• _Your goal_: Which lines in the material below contain the string "dirt", with case taken into account? Pull out each such line in full.

• _Available data_:
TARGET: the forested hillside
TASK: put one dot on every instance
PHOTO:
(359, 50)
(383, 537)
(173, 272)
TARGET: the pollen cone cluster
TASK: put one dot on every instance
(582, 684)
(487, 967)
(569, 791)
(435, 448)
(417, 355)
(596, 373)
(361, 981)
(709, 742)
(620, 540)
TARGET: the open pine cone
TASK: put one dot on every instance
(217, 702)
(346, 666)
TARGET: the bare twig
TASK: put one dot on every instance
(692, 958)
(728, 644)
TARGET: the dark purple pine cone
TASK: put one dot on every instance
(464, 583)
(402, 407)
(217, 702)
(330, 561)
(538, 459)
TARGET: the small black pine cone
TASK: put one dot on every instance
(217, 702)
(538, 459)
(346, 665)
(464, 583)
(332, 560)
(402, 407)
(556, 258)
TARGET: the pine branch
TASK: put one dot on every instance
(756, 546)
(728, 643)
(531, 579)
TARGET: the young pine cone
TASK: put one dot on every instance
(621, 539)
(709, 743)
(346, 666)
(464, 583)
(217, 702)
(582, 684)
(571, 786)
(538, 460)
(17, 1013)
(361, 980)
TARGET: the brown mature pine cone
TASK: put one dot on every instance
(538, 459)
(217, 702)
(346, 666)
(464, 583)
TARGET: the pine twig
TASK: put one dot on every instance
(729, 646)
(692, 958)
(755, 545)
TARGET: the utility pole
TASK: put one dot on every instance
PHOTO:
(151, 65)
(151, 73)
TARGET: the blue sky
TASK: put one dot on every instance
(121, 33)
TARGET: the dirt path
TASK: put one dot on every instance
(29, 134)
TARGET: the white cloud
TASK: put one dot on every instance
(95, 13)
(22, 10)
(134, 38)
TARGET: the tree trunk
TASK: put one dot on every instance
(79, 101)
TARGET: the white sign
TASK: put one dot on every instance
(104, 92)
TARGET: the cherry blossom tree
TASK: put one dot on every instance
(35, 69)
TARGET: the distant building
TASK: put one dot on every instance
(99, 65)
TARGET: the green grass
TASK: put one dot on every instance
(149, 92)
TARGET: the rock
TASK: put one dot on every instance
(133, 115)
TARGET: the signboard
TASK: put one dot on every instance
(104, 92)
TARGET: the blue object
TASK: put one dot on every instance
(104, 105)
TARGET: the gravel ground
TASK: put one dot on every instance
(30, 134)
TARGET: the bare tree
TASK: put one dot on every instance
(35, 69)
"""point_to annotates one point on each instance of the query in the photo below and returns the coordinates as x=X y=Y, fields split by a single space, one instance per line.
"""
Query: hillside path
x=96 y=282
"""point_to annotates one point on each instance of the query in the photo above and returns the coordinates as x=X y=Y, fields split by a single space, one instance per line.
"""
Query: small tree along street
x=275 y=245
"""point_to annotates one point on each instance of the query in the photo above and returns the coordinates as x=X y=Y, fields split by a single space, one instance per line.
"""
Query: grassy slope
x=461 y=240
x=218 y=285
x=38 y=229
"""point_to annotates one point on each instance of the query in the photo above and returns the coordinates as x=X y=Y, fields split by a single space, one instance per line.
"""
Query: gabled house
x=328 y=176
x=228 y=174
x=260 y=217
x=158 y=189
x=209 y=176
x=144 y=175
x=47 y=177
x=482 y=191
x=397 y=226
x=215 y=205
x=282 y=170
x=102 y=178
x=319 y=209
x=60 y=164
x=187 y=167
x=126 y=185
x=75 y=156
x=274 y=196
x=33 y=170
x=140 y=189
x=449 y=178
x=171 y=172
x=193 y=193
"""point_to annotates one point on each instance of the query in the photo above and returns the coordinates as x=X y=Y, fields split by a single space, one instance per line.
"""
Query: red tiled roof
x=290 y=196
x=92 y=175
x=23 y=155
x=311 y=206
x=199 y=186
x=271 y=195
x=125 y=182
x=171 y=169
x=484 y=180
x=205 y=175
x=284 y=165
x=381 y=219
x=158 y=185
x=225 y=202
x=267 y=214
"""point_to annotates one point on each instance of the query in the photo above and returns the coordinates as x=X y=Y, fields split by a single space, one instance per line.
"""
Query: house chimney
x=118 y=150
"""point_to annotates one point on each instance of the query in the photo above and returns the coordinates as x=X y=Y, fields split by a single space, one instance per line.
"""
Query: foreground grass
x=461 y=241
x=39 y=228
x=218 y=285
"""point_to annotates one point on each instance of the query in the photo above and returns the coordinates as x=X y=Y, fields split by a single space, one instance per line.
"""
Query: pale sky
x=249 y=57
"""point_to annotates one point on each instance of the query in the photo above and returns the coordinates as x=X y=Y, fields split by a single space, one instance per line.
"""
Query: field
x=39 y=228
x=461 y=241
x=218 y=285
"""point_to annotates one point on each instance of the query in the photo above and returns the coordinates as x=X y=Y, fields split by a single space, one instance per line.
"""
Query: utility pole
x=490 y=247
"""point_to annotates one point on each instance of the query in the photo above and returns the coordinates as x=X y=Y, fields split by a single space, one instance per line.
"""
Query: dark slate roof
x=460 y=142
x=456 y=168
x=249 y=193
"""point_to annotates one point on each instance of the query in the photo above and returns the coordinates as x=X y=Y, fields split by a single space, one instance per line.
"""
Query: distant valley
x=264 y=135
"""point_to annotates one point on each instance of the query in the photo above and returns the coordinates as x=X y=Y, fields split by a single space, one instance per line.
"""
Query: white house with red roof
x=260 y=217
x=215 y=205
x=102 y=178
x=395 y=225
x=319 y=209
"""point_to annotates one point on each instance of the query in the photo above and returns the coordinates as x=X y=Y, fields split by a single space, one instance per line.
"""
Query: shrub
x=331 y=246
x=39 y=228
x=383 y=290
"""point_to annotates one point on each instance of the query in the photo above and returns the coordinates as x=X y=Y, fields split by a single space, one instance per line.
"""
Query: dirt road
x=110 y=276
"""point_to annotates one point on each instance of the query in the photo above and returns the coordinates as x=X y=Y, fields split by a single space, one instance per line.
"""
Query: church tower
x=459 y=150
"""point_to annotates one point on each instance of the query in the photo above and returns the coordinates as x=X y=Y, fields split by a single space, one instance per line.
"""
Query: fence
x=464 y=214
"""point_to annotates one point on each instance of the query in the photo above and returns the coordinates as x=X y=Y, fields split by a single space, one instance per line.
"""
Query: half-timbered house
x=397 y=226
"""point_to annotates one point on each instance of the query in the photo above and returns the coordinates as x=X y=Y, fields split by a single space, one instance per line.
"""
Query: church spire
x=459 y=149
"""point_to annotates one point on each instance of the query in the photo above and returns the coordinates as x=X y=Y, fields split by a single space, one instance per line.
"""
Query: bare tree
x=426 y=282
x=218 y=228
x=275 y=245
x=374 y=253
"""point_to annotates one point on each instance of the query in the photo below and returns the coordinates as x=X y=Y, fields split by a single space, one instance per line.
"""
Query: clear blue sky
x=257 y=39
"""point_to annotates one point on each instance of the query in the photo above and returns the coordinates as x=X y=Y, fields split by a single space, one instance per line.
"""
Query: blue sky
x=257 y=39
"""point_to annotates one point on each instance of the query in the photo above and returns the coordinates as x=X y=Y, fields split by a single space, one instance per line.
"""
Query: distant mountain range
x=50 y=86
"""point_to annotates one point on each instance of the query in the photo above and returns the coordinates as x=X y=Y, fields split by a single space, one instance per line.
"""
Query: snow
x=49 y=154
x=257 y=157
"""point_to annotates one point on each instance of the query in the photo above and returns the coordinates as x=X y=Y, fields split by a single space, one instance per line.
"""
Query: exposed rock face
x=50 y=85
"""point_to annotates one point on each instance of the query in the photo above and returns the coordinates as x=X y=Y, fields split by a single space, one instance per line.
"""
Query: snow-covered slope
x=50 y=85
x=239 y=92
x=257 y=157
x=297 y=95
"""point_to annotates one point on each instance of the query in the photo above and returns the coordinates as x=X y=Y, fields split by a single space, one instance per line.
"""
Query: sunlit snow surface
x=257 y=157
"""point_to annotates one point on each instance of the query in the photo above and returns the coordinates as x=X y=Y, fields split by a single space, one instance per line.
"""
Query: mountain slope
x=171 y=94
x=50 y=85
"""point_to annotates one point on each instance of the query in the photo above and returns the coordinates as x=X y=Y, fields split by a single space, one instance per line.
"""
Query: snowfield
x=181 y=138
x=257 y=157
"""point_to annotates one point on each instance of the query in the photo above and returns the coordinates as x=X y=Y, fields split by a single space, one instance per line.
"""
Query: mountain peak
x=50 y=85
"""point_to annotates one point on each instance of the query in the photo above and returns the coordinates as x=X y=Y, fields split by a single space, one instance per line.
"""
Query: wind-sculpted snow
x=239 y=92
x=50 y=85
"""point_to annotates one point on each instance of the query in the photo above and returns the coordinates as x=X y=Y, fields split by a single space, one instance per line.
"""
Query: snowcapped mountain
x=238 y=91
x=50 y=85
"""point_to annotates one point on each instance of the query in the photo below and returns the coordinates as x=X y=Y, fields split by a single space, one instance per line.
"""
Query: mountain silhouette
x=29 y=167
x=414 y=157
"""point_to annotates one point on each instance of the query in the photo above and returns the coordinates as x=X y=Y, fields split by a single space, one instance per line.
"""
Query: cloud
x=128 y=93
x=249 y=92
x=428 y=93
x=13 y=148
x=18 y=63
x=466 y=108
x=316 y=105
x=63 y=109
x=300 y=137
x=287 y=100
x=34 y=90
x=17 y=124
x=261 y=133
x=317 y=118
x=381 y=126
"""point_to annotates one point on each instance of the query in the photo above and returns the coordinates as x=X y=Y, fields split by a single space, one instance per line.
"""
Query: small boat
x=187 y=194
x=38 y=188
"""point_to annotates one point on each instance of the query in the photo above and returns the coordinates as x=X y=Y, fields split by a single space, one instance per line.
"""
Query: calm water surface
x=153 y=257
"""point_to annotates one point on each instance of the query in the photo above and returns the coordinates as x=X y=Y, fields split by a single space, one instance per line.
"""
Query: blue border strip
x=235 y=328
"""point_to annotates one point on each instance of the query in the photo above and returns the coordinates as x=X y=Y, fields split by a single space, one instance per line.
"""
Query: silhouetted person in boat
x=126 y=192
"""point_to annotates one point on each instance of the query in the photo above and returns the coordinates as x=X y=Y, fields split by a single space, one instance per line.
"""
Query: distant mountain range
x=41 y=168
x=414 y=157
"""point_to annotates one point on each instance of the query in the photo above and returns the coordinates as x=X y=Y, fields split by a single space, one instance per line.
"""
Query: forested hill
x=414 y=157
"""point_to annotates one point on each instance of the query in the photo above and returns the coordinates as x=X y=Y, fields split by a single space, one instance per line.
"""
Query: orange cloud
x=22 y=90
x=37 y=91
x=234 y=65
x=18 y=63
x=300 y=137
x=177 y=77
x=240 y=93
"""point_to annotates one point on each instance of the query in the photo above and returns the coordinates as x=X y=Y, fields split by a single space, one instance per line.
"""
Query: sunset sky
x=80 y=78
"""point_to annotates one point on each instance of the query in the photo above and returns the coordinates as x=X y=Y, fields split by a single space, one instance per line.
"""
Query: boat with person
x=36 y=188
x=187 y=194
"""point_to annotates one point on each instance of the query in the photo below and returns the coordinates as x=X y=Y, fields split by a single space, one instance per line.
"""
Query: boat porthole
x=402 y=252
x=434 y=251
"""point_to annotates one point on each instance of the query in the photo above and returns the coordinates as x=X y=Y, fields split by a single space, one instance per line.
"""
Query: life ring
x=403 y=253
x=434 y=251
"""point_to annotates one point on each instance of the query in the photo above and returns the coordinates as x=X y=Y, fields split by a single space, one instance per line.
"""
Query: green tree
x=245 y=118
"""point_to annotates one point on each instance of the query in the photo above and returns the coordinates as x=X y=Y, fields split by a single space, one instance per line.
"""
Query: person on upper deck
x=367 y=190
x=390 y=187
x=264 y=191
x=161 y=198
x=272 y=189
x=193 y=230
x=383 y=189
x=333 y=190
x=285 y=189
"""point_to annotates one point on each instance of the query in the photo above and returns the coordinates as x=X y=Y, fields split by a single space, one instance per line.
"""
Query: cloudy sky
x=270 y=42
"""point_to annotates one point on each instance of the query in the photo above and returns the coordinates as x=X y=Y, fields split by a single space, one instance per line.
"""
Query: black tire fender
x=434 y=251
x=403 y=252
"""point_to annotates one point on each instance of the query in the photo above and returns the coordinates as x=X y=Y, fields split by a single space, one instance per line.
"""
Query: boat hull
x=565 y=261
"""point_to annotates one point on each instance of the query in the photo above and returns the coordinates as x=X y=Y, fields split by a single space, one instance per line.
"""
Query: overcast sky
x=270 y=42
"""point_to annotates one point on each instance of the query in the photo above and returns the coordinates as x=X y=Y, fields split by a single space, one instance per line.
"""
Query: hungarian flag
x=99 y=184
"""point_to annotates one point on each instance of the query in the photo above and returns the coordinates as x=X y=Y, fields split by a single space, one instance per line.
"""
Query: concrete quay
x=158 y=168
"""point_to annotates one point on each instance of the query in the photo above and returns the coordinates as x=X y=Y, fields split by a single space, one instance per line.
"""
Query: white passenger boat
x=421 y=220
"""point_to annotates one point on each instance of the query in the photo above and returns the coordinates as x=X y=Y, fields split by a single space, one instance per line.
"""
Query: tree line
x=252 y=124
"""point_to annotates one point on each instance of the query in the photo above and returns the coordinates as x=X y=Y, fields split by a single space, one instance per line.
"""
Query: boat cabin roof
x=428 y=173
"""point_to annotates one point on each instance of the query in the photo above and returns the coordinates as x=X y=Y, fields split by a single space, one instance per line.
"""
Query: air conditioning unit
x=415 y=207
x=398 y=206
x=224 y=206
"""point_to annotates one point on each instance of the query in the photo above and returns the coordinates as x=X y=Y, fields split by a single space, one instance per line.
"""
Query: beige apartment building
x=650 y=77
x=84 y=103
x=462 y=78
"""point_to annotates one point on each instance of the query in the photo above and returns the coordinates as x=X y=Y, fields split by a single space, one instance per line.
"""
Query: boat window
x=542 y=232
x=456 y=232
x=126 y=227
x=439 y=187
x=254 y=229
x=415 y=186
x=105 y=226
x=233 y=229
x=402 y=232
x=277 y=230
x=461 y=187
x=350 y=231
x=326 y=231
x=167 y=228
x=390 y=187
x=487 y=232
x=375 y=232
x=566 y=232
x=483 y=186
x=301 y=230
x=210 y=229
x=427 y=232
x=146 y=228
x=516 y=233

• _Completed exercise_:
TARGET: the dirt path
Query: dirt road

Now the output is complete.